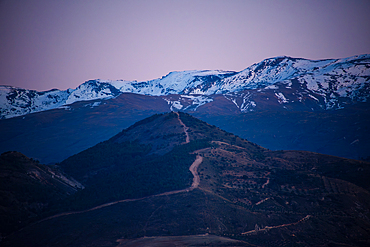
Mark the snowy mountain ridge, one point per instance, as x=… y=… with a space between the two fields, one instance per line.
x=318 y=84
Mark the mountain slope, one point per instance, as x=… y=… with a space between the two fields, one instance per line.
x=29 y=189
x=285 y=81
x=258 y=196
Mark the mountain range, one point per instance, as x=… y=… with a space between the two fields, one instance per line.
x=281 y=103
x=174 y=180
x=284 y=82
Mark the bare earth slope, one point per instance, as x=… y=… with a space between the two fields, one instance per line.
x=256 y=196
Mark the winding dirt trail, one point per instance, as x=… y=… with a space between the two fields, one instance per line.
x=193 y=169
x=185 y=128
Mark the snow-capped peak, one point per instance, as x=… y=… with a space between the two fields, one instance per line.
x=329 y=80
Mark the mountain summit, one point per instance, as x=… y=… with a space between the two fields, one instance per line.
x=284 y=81
x=180 y=180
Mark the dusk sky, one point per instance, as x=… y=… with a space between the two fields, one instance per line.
x=47 y=44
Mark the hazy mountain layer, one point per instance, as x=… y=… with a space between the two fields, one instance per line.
x=290 y=83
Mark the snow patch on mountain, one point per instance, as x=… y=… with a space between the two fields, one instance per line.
x=330 y=83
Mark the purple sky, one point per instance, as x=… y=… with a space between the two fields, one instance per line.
x=47 y=44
# # # # #
**Exercise prompt:** Copy the listing word for word, excluding its pictures.

**Response:**
Mark the snowy mountain ridge, one point per instance, as x=… y=… with a space between the two fields, one instance per line.
x=318 y=84
Mark the mountain slope, one point per instance, as x=… y=… with a space between the two fields, one instance per line.
x=29 y=189
x=285 y=81
x=258 y=196
Mark the mountain range, one point per instance, as x=… y=… with a space between the two fields, one instance per line.
x=281 y=103
x=174 y=180
x=284 y=82
Mark the bare earth slope, one point per instance, as x=… y=… with a space between the two fields, one instance per line.
x=256 y=196
Mark the winding dirt trail, one point per instance, as x=… y=… with a space between the two fields, one instance per line.
x=193 y=169
x=185 y=128
Mark the snow-capped peak, one point per instance, as x=… y=… with a space between the two fields, one instance per line.
x=329 y=80
Mark the mountain summit, one point per instance, as x=… y=… with a space between the two fields, one instance per line.
x=284 y=81
x=180 y=180
Mark the dusk sky, one point per instance, as x=… y=… with a space between the two fields, one instance per line.
x=47 y=44
Mark the hazy mountain layer, one point per instance, as x=… y=… with a space between the two fields, one instance per line.
x=290 y=83
Mark the snow patch on mountain, one point per instance, as x=… y=… with a space between the two fields, one instance per line.
x=330 y=83
Mark the purple sky, one point per instance, as x=… y=… with a space between the two fields, one instance per line.
x=47 y=44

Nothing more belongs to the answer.